• _Data shown_:

----

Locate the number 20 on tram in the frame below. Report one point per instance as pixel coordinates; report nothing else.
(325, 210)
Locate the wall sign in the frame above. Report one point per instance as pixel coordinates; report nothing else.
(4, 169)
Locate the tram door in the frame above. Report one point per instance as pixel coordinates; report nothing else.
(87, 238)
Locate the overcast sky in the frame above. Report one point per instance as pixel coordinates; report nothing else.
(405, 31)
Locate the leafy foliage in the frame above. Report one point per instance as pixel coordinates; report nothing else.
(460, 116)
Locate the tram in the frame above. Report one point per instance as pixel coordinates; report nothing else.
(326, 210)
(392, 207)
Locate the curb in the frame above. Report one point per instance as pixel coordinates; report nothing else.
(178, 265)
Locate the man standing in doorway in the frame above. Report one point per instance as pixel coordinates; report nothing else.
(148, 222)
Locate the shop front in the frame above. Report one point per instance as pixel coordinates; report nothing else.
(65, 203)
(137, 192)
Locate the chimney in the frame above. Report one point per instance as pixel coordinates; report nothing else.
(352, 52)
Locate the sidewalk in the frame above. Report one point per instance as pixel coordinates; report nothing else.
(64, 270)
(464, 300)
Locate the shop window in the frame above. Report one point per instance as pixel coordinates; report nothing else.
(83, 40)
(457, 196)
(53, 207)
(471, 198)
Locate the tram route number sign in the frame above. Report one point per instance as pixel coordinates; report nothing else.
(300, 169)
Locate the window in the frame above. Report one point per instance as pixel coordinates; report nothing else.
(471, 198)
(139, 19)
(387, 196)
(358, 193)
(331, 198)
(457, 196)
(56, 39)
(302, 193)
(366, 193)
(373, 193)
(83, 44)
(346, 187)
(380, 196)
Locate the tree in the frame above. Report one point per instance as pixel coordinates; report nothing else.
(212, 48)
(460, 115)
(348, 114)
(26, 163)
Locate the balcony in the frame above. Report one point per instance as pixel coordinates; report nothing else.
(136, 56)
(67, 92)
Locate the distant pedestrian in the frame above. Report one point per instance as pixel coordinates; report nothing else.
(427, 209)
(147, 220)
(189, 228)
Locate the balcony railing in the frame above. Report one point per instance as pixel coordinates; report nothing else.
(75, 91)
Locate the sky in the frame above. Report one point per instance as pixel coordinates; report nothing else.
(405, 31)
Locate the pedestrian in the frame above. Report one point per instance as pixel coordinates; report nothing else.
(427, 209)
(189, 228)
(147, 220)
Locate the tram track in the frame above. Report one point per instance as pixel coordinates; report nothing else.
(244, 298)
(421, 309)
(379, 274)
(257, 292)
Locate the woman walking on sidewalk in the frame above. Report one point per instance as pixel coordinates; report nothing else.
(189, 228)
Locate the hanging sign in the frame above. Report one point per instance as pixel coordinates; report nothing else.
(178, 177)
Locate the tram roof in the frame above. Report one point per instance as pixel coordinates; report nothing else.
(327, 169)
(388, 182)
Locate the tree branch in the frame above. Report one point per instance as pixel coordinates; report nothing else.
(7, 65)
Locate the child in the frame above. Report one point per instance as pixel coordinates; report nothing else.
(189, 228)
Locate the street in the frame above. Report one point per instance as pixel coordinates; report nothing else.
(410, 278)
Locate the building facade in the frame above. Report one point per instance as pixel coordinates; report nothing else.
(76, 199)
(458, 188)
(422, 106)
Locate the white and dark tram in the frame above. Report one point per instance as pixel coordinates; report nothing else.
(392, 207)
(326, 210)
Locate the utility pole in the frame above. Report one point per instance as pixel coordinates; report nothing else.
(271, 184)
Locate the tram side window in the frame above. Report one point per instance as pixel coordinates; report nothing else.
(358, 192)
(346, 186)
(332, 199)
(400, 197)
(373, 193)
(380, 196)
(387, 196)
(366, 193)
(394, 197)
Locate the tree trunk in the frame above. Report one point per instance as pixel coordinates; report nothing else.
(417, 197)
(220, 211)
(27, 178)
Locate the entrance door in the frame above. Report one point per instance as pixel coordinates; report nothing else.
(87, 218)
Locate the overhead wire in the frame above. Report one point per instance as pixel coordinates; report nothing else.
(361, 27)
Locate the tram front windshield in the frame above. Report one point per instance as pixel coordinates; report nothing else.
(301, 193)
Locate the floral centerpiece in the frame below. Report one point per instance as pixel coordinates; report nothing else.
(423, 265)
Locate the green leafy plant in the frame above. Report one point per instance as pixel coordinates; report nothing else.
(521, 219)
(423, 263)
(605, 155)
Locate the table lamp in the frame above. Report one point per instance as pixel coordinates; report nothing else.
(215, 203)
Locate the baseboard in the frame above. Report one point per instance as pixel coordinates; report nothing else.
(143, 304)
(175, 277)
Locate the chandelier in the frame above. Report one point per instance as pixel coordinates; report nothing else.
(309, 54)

----

• _Given exercise_: Turn the records above into a JSON list of strings, one string per line, with blank lines left out.

• _Expected output_:
[
  "Locate the number 20 on tram in the frame below. Report one point per instance as pixel coordinates; report nothing else.",
  "(325, 210)",
  "Locate the wall sign in the frame above. Report one point per instance as pixel coordinates; report nothing else.",
  "(4, 169)",
  "Locate the tram door in the frame above. Report one point per instance as pixel coordinates; report nothing else.",
  "(87, 238)",
  "Locate the overcast sky in the frame above. Report one point per instance as pixel coordinates; report nothing else.",
  "(405, 31)",
  "Locate the leafy foliage in the frame above. Report one point per instance as pixel coordinates; report nothing else.",
  "(460, 116)",
  "Locate the tram in the frame above. Report one point per instance as pixel coordinates; report nothing else.",
  "(326, 210)",
  "(392, 207)",
  "Locate the curb in the frame above. Report one point per instance as pixel coordinates; report nothing else.",
  "(178, 265)",
  "Locate the man standing in doorway in the frame above. Report one point per instance as pixel coordinates; report nothing else.",
  "(148, 222)",
  "Locate the shop front in the frame above. Report one point per instance as pixel coordinates; report nothing else.",
  "(65, 203)",
  "(137, 192)",
  "Locate the chimney in the frame above. Report one point per instance as pixel coordinates; report nothing else.",
  "(352, 52)",
  "Locate the sidewalk in the frame above. Report one point per instance as pixel coordinates; report nothing else.",
  "(64, 270)",
  "(464, 300)",
  "Locate the shop window in the frame above. Report one point per instance as pixel coordinates; report nothing else.",
  "(83, 40)",
  "(457, 196)",
  "(53, 207)",
  "(471, 198)",
  "Locate the tram route number sign in the frame above. Report one point per instance as pixel coordinates; report nothing else.",
  "(300, 169)",
  "Locate the window in the frame above. Report one point per instance as pixel coordinates; report nothing else.",
  "(471, 198)",
  "(139, 19)",
  "(387, 196)",
  "(358, 193)",
  "(331, 198)",
  "(457, 196)",
  "(56, 39)",
  "(302, 193)",
  "(366, 193)",
  "(373, 193)",
  "(83, 44)",
  "(346, 187)",
  "(380, 196)",
  "Locate the tree in the frame above. Report one point per instance as pixel coordinates; report nothing else.",
  "(212, 48)",
  "(460, 115)",
  "(348, 114)",
  "(26, 163)",
  "Locate the balcony in the frame above. Report one point per instance as pixel coordinates; report nothing else.",
  "(136, 56)",
  "(67, 92)",
  "Locate the distant pedestrian in the frame above. Report one point per instance as pixel coordinates; report nothing else.",
  "(427, 209)",
  "(147, 220)",
  "(189, 228)",
  "Locate the balcony railing in the frame above. Report one point per instance as pixel coordinates; report nothing else.",
  "(75, 91)",
  "Locate the sky in the frame above. Report one point per instance as pixel coordinates; report nothing else.",
  "(405, 31)",
  "Locate the pedestrian in the frame above. Report one point per instance as pixel coordinates; report nothing else.",
  "(427, 209)",
  "(189, 228)",
  "(147, 220)",
  "Locate the tram track in the frame above. Report one point per instance as pixel coordinates; report nothing else.",
  "(244, 298)",
  "(421, 309)",
  "(379, 274)",
  "(257, 292)",
  "Locate the woman walking on sidewalk in the frame above. Report one point per instance as pixel coordinates; report nothing else.",
  "(189, 228)",
  "Locate the hanging sign in the frame above. Report one point per instance as pixel coordinates; report nothing else.",
  "(178, 177)",
  "Locate the tram roof in the frame above. Report one point per instance as pixel coordinates; report nothing else.",
  "(327, 169)",
  "(388, 182)",
  "Locate the tree branch in the frame above. Report one point per instance as pixel coordinates; report nothing else.",
  "(7, 65)",
  "Locate the child in the frame above. Report one point per instance as pixel coordinates; report nothing else.",
  "(189, 228)",
  "Locate the street in the frame above. Report one point per instance as pixel coordinates; report nothing else.",
  "(410, 278)",
  "Locate the building facade in the frame above. Report one point per instance as pixel coordinates; report nothing else.",
  "(76, 199)",
  "(458, 188)",
  "(422, 106)",
  "Locate the white and dark tram in the frame above. Report one point per instance as pixel coordinates; report nothing else.",
  "(392, 207)",
  "(326, 210)",
  "Locate the utility pole in the frame above. Report one point per instance as pixel coordinates; report nothing else.",
  "(271, 184)",
  "Locate the tram side window in the frame above. Report one point per instance as pixel coordinates; report nothing else.",
  "(358, 192)",
  "(346, 186)",
  "(332, 199)",
  "(400, 197)",
  "(373, 193)",
  "(380, 196)",
  "(387, 196)",
  "(366, 193)",
  "(394, 197)",
  "Locate the tree trunk in the frame above. Report one point per instance as pixel coordinates; report nothing else.",
  "(417, 197)",
  "(220, 211)",
  "(27, 178)",
  "Locate the entrance door in the frame above. Report one point per instance as pixel coordinates; report nothing else.",
  "(87, 218)",
  "Locate the overhead wire in the frame above. Report one point per instance as pixel coordinates; report nothing else.",
  "(361, 27)",
  "Locate the tram front windshield in the frame above. Report one point per instance as pixel coordinates; report nothing else.",
  "(301, 193)",
  "Locate the floral centerpiece in the frame below. Report one point per instance as pixel coordinates; report nothing else.",
  "(423, 265)",
  "Locate the green leafy plant in the frame above. Report one point per instance as pixel coordinates; report nothing else.",
  "(521, 219)",
  "(423, 263)",
  "(605, 155)",
  "Locate the table lamp in the frame above. Report one point per instance as pixel coordinates; report nothing else.",
  "(215, 203)",
  "Locate the baseboard in the frame above. Report one point per instance as pixel coordinates; report nothing else.",
  "(143, 304)",
  "(175, 277)",
  "Locate the chandelier in the frame above. Report one point per instance as pixel coordinates; report nothing else.",
  "(309, 54)"
]